◆ QUOTED PASSAGE:
=== Begin Enclosure ===
Sizzle Acquisition Corp.
- Trade name: Sizzle Acquisition
- Company type: Public
- Traded as: Nasdaq: SZZL;
- Industry: Special-purpose acquisition company;
- Founded: October 12, 2020; 4 years ago
- Headquarters: Washington, D.C., U.S.
- Key people: Steve Salis (CEO); Daniel Lee (CFO);
- Website: sizzlespac.com/home/default.aspx

= Sizzle Acquisition =

American special purpose acquisition company

Sizzle Acquisition Corp. is a publicly traded American special purpose acquisition company (SPAC) headquartered in Washington, D.C. Founded in October 2020, the company raised $155 million in a November 2021 initial public offering (IPO).

==History==
The company was founded in October 2020 by Steve Salis, who is also the current CEO and chairman of the firm. Other key figures in the management team include Jamie Karson, Nestor Nova, and Daniel Lee. The board of directors consists of Karen Kelley, David Perlin, and Warren Thompson.

The firm specializes in the restaurant, hospitality, food and beverage, retail, consumer, food-related technology, and real estate sectors. It primarily aims at mergers, capital stock exchanges, asset acquisitions, and reorganizations with one or more businesses.

Sizzle Acquisition Corp. went public in November 2021, raising a total of $155 million. Two years later, it announced a strategic merger with a unit of European Lithium Ltd. to form Critical Metals Corp., shifting its focus to developing a sustainable source lithium hydroxide to meet the needs of European battery and EV manufacturers.

In 2024, it was reported that the merger of the two companies had been completed, resulting in the creation of Critical Metals.

===Critical Metals===
It is primarily involved in the development of the Wolfsberg Lithium Project in Carinthia, Austria. The project aims to start lithium hydroxide production by 2026 and expects to supply about 10,500 metric tons of lithium annually. Wolfsberg is projected to be the first major source of battery-grade lithium in Europe, potentially supporting the production of nearly 200,000 electric vehicles per year.
=== End Enclosure ===
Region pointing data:
=== Begin Enclosure ===
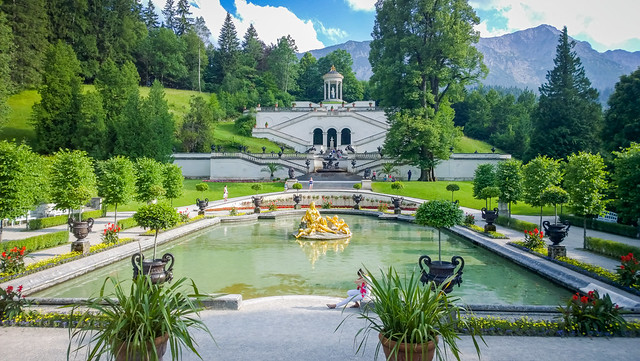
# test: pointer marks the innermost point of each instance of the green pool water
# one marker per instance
(262, 258)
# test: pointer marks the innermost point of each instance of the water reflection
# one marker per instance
(315, 249)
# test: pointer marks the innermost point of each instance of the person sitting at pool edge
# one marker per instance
(356, 295)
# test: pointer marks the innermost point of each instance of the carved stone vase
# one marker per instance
(202, 205)
(297, 198)
(357, 198)
(155, 269)
(489, 216)
(80, 230)
(397, 202)
(557, 231)
(257, 201)
(439, 271)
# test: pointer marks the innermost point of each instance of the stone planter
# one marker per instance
(556, 232)
(80, 230)
(202, 205)
(405, 349)
(155, 269)
(490, 217)
(357, 198)
(397, 203)
(257, 201)
(439, 271)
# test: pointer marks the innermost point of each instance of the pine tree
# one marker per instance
(6, 52)
(169, 13)
(29, 24)
(229, 47)
(183, 20)
(569, 117)
(623, 116)
(155, 111)
(55, 117)
(150, 17)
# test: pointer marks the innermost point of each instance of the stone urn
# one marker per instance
(80, 230)
(297, 198)
(490, 217)
(155, 269)
(357, 198)
(202, 205)
(397, 202)
(556, 231)
(439, 271)
(257, 200)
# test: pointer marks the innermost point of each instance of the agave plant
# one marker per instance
(406, 312)
(130, 322)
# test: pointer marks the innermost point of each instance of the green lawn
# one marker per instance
(214, 193)
(423, 190)
(437, 190)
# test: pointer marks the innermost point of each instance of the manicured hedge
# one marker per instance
(127, 223)
(515, 224)
(38, 242)
(47, 222)
(610, 248)
(592, 223)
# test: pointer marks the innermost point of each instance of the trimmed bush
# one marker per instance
(592, 223)
(38, 242)
(610, 248)
(516, 224)
(40, 223)
(127, 223)
(92, 214)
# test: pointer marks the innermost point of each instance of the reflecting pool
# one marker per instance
(262, 258)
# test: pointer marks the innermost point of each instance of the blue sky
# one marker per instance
(314, 24)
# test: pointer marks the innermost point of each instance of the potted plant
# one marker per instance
(73, 182)
(138, 324)
(202, 203)
(452, 187)
(556, 231)
(413, 322)
(156, 217)
(489, 215)
(439, 214)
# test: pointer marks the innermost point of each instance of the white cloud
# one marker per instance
(609, 24)
(362, 5)
(271, 22)
(274, 22)
(334, 34)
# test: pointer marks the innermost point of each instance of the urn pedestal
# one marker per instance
(439, 271)
(80, 230)
(155, 269)
(557, 231)
(202, 205)
(489, 217)
(397, 203)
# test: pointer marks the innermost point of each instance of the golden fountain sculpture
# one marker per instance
(313, 226)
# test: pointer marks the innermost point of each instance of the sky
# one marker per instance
(315, 24)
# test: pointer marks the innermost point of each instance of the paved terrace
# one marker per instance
(301, 327)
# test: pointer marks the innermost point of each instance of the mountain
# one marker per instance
(521, 59)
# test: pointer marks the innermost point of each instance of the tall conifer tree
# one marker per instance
(6, 52)
(569, 117)
(29, 24)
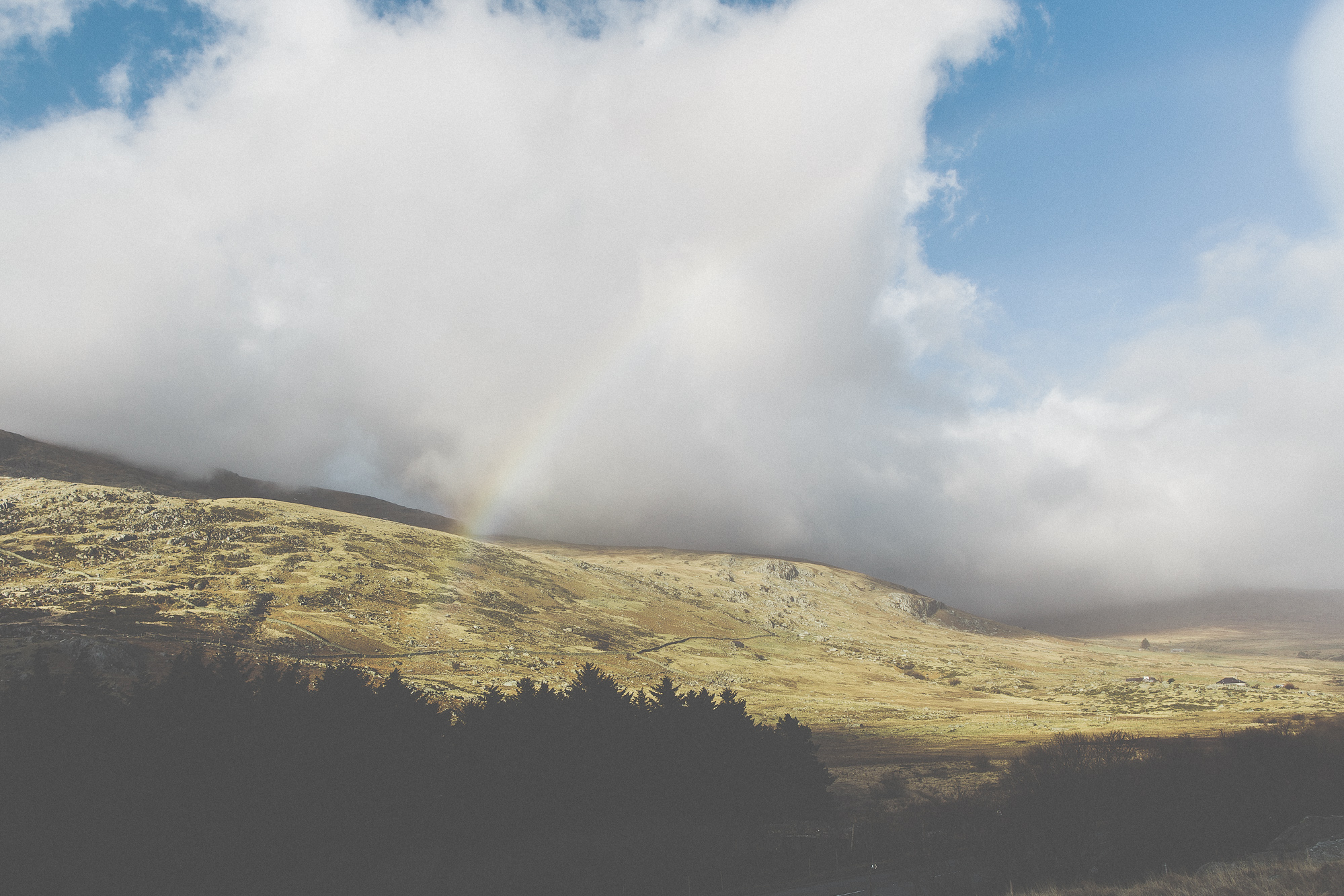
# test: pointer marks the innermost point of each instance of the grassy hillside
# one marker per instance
(125, 577)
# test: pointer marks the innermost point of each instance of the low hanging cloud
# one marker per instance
(656, 285)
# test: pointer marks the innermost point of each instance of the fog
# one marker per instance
(655, 285)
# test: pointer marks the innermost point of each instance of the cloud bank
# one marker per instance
(656, 285)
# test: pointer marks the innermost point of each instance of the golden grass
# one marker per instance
(1287, 879)
(861, 660)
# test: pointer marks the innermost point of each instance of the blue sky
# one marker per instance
(663, 272)
(1099, 148)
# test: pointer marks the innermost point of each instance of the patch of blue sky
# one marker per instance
(114, 55)
(1104, 147)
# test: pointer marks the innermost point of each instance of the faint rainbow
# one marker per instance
(549, 427)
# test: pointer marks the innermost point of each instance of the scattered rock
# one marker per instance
(914, 605)
(780, 569)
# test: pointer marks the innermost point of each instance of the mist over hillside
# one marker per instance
(660, 276)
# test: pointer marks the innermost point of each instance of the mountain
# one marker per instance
(1267, 621)
(24, 457)
(125, 570)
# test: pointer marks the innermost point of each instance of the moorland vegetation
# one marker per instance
(1115, 808)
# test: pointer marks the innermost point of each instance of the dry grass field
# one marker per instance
(883, 675)
(1287, 879)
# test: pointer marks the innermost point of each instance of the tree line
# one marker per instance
(225, 777)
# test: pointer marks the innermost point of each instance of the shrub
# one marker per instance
(890, 786)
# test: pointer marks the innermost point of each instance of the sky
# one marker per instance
(1019, 305)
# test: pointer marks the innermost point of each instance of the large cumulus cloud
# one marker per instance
(656, 285)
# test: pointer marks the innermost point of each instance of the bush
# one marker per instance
(890, 786)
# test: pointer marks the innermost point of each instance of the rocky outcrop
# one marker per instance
(916, 605)
(1318, 839)
(780, 569)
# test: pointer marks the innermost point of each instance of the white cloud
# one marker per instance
(35, 19)
(116, 83)
(617, 288)
(655, 286)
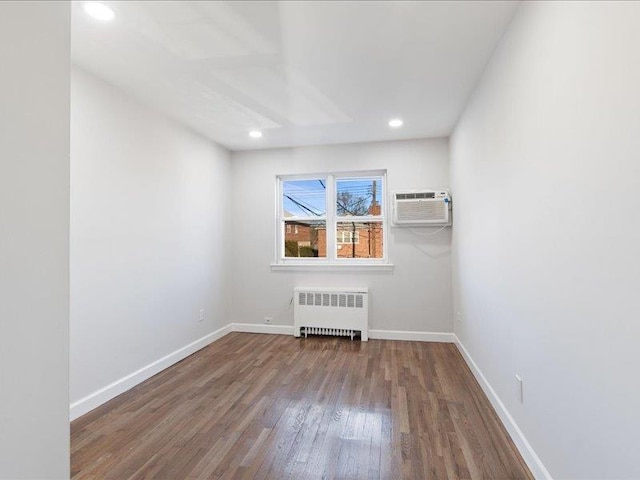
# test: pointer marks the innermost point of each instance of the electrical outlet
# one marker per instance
(520, 388)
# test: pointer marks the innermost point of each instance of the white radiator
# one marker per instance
(331, 311)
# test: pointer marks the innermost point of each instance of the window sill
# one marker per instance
(332, 267)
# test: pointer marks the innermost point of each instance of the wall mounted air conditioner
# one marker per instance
(421, 208)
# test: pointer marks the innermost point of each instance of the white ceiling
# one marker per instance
(305, 73)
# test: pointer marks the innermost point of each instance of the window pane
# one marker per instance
(359, 197)
(305, 239)
(359, 239)
(304, 198)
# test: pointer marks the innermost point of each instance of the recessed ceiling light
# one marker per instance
(99, 11)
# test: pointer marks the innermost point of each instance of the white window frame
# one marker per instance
(331, 219)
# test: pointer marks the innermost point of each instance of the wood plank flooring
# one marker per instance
(254, 406)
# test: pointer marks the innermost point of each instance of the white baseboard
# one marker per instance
(262, 328)
(412, 336)
(522, 444)
(114, 389)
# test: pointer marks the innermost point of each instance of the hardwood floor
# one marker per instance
(276, 407)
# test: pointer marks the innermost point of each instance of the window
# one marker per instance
(348, 236)
(337, 218)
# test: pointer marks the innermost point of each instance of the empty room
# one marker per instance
(319, 240)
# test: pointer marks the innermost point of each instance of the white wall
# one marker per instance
(34, 240)
(546, 178)
(149, 235)
(416, 296)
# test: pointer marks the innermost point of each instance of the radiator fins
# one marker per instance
(336, 332)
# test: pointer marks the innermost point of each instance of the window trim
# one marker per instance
(331, 219)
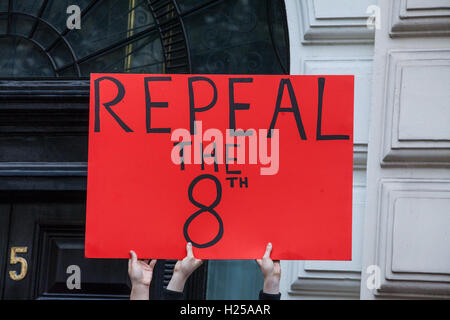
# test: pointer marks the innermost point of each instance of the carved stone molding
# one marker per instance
(417, 94)
(326, 21)
(420, 18)
(413, 250)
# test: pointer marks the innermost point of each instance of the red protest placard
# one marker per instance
(276, 166)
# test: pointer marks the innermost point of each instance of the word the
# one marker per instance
(216, 152)
(74, 20)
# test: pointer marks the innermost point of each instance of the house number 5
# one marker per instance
(23, 263)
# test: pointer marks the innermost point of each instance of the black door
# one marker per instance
(44, 97)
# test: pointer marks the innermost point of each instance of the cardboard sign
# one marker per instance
(227, 162)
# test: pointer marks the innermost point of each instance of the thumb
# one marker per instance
(268, 250)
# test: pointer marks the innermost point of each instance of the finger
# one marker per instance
(190, 254)
(268, 250)
(198, 262)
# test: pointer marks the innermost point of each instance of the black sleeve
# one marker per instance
(268, 296)
(172, 295)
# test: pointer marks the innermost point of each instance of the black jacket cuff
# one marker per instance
(172, 295)
(268, 296)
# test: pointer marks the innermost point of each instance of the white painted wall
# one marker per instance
(331, 37)
(407, 218)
=== End Enclosure ===
◆ EXERCISE A: List every sector that the Sizzle Acquisition article says the firm specializes in.
◆ EXERCISE B: Quote the Sizzle Acquisition article word for word between "The firm specializes" and "or more businesses.", inclusive.

◆ TASK SOLUTION A: restaurant, hospitality, food and beverage, retail, consumer, food-related technology, real estate

◆ TASK SOLUTION B:
The firm specializes in the restaurant, hospitality, food and beverage, retail, consumer, food-related technology, and real estate sectors. It primarily aims at mergers, capital stock exchanges, asset acquisitions, and reorganizations with one or more businesses.